>> start Extract to read

But you can't get close to the movers and shakers. Some of whom come with their bodyguards.
We had the best table in the restaurant, even better than Larry Ellison's, and he owns the place. You see my dinner compatriot had done the manager a few favors, that's how it works, even still in the music business.
But we were not household names.
Arianna and Larry were at the same table. Two away. And then I realized their dinner companion was David Mamet, he had his back to us, but I recognized his glasses and his square frame. And...I wanted to be there, to get in on that conversation.
I hate Arianna, she's a tireless self-promoter. And I used to love Mamet, before he skewed to the right politically. Have you seen "House Of Games"? That's enough to hang a career on. As for Larry? He earned it. That's right, he started Oracle, hard to argue with that.
But I was becoming deflated.
Now it's Nobu. Used to be Ma Maison. There have always been places you could see the stars, if not quite rub elbows with them. Which is a thrill if you grew up in the suburbs. The closest I ever came to a star back home is when I saw Bette Davis autographing books in Klein's on the Westport strip. Nobody I grew up with was famous, and when I first moved to L.A. I'd go up and say hi. Now I know that's a no-no and I never do.
But when you first get here you have dreams.

>> end Extract to read
>> start Dataset records

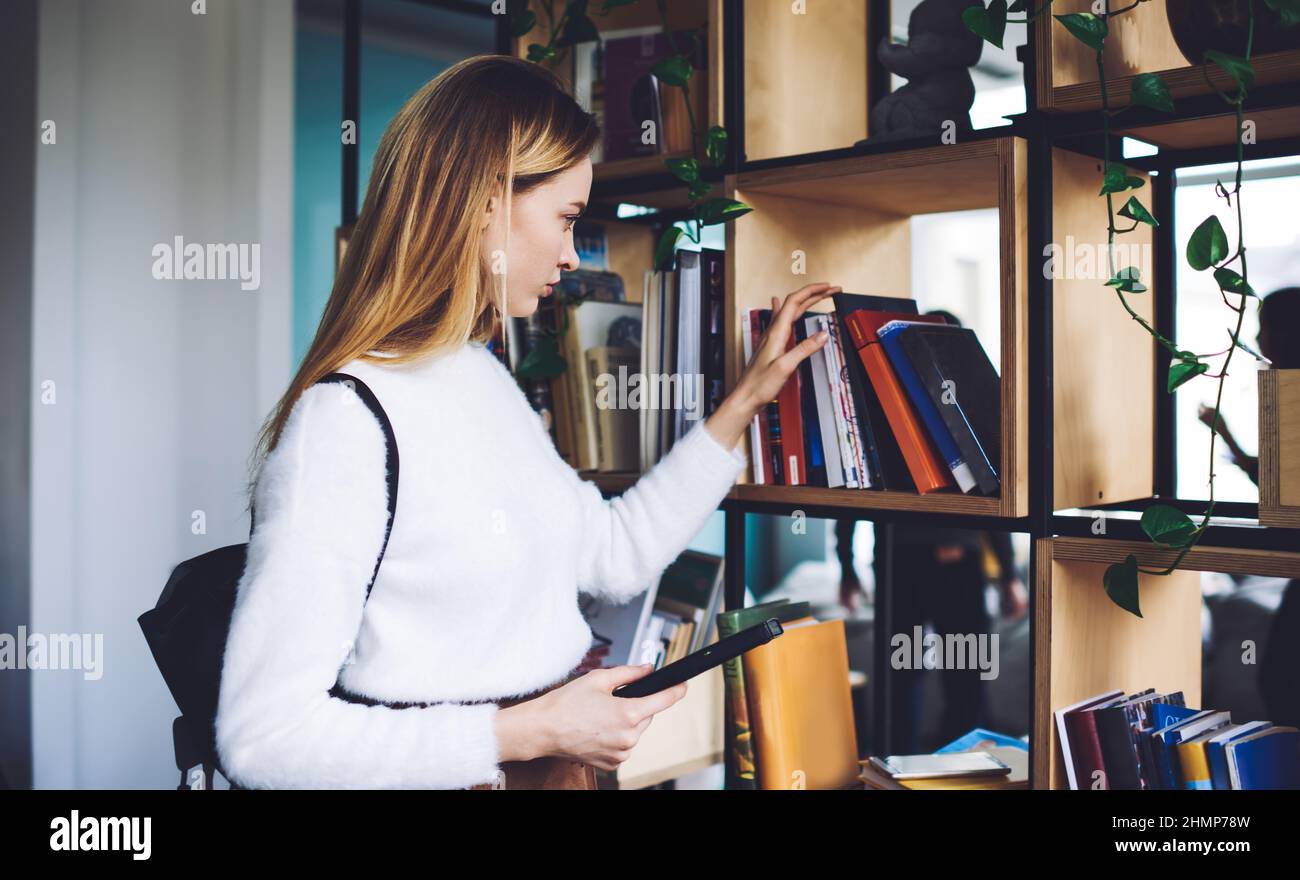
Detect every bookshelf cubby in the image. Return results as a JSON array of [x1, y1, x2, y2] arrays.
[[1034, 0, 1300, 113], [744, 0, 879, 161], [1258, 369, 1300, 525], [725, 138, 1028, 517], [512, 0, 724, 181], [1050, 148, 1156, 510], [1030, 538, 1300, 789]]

>> end Dataset records
>> start Dataset records

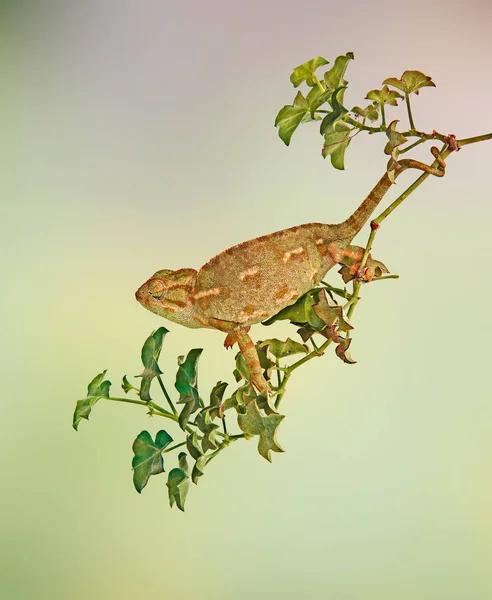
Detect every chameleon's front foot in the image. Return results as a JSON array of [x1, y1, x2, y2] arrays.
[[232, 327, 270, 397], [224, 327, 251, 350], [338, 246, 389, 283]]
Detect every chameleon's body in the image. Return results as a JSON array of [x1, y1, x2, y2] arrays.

>> end Dataset records

Do this: Can you quote the restaurant passage word for word, starting with "Arianna and Larry" and going on through "argue with that."?

Solution for this problem:
Arianna and Larry were at the same table. Two away. And then I realized their dinner companion was David Mamet, he had his back to us, but I recognized his glasses and his square frame. And...I wanted to be there, to get in on that conversation.
I hate Arianna, she's a tireless self-promoter. And I used to love Mamet, before he skewed to the right politically. Have you seen "House Of Games"? That's enough to hang a career on. As for Larry? He earned it. That's right, he started Oracle, hard to argue with that.